Work required:
Find each line in the records below that contains the word "railing", and copy it out.

*** Record extracts

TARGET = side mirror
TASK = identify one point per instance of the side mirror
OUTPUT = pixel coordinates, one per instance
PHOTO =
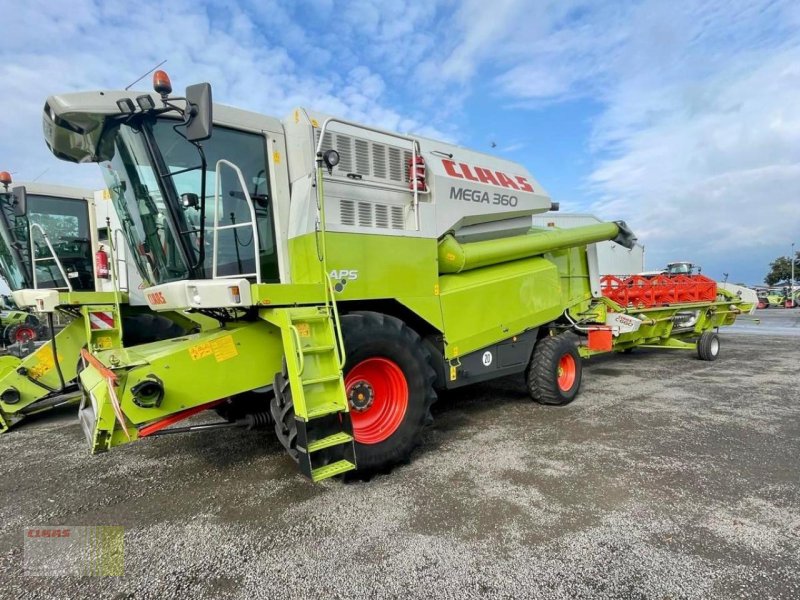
(198, 99)
(19, 200)
(190, 200)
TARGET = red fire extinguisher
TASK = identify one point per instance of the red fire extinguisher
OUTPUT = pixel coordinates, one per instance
(416, 173)
(101, 264)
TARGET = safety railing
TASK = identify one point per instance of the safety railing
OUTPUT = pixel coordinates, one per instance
(53, 257)
(252, 224)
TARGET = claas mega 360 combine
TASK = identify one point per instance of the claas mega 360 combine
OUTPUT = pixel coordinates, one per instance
(354, 273)
(52, 259)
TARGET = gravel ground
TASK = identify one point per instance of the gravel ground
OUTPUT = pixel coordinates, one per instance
(668, 477)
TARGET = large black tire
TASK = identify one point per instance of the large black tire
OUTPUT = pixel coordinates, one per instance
(708, 346)
(370, 335)
(146, 328)
(554, 373)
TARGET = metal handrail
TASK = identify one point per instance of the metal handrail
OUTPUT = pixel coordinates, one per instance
(120, 260)
(217, 227)
(52, 256)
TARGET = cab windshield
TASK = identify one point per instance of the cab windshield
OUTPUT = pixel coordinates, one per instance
(155, 181)
(66, 223)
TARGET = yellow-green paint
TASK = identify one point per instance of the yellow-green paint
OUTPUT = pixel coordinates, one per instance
(483, 306)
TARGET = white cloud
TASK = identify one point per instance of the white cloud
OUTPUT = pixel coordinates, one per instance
(698, 134)
(251, 58)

******

Output:
TARGET = safety railing
TASK = identify one point per instance of the safety railing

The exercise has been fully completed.